» **Document excerpt**:
Everyone has inflammation in their body at some point as it is a vital part of the immune system. It’s what happens when white blood cells flow to a wound, whether that is a bruise or a broken bone. Inflammation helps us heal properly and fight infections, but sometimes something in this process goes wrong and inflammation becomes chronic. This is another issue that can lead to serious diseases such as diabetes, arthritis, cancer, heart disease and many others.
Bioengineering Professor Eva de Alba was awarded a National Institute of Health (NIH) R15 grant in June to further examine the molecular functions of inflammation, specifically to study the dynamics, interactions and function of the proteins that cause inflammation to occur in the body.
“We study the molecular aspects of inflammation and, in particular, the onset, so we’re looking at exactly what triggers the inflammatory responses and how those proteins interact with others and themselves,” de Alba said.
It all centers around the inflammasome, a multi-protein complex that activates when damage or infection occur in the body, triggering the inflammatory response. The function of certain proteins within that response is the focus of de Alba’s work.

» **Information shown**:
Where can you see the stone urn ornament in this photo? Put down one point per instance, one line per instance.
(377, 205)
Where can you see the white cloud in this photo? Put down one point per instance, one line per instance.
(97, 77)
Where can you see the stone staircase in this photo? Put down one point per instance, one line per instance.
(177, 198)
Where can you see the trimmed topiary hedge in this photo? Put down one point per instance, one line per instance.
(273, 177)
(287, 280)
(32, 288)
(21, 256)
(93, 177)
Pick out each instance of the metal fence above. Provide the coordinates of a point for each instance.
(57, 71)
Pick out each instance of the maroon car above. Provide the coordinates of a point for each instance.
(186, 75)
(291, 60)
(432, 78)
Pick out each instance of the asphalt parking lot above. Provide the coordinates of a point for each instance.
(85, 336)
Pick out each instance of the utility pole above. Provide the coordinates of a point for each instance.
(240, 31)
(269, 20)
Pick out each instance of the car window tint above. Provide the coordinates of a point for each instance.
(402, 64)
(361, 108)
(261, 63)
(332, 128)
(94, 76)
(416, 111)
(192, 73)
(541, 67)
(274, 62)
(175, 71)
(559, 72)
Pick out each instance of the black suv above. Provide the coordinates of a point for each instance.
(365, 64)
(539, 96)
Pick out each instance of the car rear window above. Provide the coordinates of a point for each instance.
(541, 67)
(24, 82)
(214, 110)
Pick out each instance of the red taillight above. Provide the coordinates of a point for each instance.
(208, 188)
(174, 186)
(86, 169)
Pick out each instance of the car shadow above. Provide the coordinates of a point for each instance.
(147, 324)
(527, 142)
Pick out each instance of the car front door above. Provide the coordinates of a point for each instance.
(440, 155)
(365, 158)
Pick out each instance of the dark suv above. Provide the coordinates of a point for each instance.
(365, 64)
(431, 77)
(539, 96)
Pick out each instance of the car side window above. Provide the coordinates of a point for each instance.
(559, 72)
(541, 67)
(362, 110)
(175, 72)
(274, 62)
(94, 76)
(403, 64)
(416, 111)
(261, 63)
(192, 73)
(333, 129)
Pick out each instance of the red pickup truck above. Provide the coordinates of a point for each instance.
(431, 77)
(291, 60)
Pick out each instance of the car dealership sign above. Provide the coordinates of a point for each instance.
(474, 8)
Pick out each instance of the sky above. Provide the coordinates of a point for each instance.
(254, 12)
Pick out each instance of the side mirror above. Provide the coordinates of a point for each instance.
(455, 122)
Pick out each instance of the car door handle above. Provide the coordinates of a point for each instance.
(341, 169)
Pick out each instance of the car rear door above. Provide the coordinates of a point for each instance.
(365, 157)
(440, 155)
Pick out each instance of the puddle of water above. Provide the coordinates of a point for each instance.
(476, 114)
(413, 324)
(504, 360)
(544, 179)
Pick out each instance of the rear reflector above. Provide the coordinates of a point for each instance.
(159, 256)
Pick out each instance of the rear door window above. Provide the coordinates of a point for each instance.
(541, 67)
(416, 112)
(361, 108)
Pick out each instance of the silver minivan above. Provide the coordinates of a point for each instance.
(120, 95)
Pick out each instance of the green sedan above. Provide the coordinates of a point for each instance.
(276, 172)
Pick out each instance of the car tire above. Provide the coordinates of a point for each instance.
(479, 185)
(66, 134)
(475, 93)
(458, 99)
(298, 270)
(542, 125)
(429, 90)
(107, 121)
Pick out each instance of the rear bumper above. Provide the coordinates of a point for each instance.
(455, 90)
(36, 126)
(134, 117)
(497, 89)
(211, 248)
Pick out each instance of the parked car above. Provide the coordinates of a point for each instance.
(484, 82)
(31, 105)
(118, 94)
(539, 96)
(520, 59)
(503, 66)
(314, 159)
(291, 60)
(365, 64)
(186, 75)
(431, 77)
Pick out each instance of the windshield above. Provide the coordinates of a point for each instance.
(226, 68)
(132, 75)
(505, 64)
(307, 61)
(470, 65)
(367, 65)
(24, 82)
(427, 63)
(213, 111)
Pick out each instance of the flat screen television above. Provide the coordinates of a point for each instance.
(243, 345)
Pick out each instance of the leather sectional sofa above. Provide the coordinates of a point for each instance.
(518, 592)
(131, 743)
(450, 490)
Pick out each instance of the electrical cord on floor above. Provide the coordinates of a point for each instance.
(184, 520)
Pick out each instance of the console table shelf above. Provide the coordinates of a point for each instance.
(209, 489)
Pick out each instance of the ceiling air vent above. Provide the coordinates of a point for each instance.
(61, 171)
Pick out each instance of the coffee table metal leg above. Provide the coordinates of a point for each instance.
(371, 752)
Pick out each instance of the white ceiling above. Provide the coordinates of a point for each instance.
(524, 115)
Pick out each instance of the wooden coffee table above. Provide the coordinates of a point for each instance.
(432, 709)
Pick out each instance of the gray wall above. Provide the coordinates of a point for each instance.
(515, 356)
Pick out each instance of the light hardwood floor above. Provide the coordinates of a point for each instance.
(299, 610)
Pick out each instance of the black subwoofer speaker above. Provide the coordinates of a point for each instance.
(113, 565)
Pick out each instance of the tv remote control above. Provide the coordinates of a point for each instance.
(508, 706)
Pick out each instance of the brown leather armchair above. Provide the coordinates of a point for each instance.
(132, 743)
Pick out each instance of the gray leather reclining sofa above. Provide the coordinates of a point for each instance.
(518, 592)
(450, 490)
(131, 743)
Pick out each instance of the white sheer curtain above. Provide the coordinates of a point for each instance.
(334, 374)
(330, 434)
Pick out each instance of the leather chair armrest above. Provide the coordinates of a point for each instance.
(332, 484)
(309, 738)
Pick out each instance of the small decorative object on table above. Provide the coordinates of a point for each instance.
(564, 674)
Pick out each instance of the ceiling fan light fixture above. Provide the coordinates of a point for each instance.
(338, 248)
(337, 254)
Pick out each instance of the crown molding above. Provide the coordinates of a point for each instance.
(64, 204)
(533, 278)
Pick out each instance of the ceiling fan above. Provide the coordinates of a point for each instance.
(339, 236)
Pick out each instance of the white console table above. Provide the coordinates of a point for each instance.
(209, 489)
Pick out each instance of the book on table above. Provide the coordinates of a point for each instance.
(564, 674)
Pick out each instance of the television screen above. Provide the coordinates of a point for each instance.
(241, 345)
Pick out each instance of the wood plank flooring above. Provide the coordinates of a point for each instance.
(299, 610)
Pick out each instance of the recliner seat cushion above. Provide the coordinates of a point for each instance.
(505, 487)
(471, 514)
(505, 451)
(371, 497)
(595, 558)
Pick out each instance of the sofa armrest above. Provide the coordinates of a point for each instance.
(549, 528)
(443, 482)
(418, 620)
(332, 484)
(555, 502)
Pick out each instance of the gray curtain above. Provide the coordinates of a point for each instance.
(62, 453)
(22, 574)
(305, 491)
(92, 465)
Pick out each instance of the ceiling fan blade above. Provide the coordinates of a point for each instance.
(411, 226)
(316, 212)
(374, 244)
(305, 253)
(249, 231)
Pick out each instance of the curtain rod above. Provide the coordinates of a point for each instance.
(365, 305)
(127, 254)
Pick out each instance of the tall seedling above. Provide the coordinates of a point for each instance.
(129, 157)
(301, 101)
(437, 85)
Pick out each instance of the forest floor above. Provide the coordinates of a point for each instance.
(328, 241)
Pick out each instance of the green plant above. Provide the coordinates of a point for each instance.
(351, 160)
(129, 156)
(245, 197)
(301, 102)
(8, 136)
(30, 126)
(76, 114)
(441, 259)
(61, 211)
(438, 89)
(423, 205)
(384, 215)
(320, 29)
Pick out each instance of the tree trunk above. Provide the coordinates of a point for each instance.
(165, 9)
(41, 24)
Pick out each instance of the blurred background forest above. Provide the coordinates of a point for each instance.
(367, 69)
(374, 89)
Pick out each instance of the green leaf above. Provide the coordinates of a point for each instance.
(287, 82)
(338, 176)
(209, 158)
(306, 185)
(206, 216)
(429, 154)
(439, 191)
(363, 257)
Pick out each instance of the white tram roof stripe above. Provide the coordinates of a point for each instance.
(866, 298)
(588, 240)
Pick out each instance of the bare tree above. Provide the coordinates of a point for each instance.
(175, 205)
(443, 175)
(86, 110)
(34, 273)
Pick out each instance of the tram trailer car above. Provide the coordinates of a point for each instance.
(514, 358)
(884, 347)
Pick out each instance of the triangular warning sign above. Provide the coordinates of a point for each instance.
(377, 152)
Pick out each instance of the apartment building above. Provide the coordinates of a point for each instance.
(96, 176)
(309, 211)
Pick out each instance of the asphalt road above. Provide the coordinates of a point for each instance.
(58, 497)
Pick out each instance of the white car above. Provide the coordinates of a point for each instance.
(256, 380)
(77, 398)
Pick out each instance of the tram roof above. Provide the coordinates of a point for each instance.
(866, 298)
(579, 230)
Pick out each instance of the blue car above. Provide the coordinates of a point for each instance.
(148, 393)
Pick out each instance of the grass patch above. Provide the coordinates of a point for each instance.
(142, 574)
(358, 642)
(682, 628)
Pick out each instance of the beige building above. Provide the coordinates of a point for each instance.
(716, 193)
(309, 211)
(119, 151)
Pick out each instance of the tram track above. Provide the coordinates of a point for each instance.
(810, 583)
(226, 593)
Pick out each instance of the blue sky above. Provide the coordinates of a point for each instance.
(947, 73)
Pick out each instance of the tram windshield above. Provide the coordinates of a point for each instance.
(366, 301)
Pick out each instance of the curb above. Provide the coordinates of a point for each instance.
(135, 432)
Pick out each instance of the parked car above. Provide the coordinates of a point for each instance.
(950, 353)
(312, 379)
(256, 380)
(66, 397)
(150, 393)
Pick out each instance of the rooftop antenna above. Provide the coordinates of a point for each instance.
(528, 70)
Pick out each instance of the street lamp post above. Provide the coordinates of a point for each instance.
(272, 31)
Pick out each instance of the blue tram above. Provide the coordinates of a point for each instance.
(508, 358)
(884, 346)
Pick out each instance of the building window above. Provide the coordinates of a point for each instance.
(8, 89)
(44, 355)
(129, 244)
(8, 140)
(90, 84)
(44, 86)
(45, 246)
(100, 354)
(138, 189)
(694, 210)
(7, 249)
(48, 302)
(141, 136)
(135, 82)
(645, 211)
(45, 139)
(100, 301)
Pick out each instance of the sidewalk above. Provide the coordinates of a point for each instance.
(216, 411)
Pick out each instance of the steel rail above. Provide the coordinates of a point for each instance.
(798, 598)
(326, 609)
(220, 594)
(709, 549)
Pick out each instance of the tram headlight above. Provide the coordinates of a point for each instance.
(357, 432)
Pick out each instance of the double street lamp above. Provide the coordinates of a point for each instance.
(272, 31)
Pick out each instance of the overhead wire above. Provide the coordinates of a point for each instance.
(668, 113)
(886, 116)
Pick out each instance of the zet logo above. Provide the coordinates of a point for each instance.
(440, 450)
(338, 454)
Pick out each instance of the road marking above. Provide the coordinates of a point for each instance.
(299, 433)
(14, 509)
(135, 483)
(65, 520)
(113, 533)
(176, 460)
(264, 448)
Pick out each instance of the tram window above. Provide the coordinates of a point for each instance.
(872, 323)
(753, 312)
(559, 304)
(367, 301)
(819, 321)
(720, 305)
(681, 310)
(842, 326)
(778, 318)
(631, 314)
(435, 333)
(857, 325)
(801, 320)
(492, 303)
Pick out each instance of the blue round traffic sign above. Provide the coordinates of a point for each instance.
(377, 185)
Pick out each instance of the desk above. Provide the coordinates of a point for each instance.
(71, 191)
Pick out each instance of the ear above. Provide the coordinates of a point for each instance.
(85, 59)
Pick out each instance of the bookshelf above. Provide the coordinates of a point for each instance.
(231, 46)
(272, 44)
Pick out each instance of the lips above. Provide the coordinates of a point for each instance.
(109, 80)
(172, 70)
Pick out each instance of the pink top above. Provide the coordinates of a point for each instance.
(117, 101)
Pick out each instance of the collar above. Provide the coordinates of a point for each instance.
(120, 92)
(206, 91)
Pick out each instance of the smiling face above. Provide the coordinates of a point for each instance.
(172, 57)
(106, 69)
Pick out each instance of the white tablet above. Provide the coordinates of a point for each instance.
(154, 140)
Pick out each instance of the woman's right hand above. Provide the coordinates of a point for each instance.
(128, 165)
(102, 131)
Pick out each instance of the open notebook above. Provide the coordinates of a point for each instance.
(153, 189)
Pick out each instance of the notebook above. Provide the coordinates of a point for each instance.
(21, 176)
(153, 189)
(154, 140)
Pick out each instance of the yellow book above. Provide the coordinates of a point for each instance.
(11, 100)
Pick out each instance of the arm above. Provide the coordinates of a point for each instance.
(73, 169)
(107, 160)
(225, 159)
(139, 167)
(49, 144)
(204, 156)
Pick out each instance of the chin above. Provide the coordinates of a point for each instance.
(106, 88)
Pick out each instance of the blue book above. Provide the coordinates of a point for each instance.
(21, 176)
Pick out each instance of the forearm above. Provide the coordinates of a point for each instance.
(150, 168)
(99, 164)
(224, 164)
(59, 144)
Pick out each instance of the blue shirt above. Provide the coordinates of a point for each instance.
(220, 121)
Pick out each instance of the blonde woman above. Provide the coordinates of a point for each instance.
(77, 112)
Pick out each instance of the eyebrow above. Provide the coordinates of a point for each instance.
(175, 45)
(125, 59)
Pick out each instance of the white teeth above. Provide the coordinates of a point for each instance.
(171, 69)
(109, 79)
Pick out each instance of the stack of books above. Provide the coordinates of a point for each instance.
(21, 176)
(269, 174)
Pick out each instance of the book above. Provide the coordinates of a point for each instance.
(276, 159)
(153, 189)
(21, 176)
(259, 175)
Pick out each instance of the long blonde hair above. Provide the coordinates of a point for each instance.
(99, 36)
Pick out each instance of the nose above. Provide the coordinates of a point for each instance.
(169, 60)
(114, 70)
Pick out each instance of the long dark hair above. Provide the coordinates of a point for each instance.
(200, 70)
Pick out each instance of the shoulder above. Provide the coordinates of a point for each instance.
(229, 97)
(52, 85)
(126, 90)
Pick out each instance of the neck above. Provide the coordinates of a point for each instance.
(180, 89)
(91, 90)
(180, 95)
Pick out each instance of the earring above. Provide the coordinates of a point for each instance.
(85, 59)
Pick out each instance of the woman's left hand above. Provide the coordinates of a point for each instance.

» **Activities**:
[1] Reproduce the passage of the article on inflammation research between "Bioengineering Professor Eva" and "de Alba’s work.", inclusive.
[2] Answer the following questions from the article on inflammation research.
(a) In what month was Eva de Alba awarded the NIH R15 grant?
(b) What academic field is Eva de Alba a professor of?
(c) What kind of complex is the inflammasome?
[3] Resume the article on inflammation research from its last sentence.

» **Answers to the tasks**:
[1]
Bioengineering Professor Eva de Alba was awarded a National Institute of Health (NIH) R15 grant in June to further examine the molecular functions of inflammation, specifically to study the dynamics, interactions and function of the proteins that cause inflammation to occur in the body.
“We study the molecular aspects of inflammation and, in particular, the onset, so we’re looking at exactly what triggers the inflammatory responses and how those proteins interact with others and themselves,” de Alba said.
It all centers around the inflammasome, a multi-protein complex that activates when damage or infection occur in the body, triggering the inflammatory response. The function of certain proteins within that response is the focus of de Alba’s work.

[2]
(a) June
(b) Bioengineering
(c) A multi-protein complex

[3]
“The inflammation process is very diverse. It has a wide range of different stimulants that could cause it to react,” explained Pedro Diaz-Parga, a third-year Quantitative Systems Biology graduate student advised by de Alba.
In the inflammasome complex there are three proteins: the sensor, adaptor and effector. The sensor and effector are connected by the adaptor, and within the latter there are two domains tethered by a linker. The length of the linker can make a big difference in how the protein interacts with the other components of the inflammasome.
If the linker is long between the two domains, the protein resembles hunting bolas with two freely moving balls tethered together. If the linker is short, with less space between the two domains, the protein will take on a cylindrical soda can shape with no mobility. The work in de Alba’s lab examines the role that protein dynamics plays in the inflammation process.
“The linker, we think, has an important role in how efficacious this process works,” Pedro Diaz-Parga said. “Our results show that the short linker holds up the capability of the protein to interact, potentially slowing down the formation of the inflammasome complex.”
These proteins form assemblies that tend to grow in size by binding to themselves or similar components, creating long filaments, which are the very essence of the inflammasome complex. The length of the linker can play a role in how fast and what type of filament is formed, and thus can be used by our bodies to manipulate the inflammatory response.
According to de Alba, although the research is in early phases, the results have been very promising.
“This work is important because we can leverage our understanding on inflammasome formation to potentially design therapeutic targets to treat chronic inflammation,” de Alba said. “In fact, based on specific information obtained in our lab, we are currently designing molecules to inhibit the function of the inflammasome adapter.”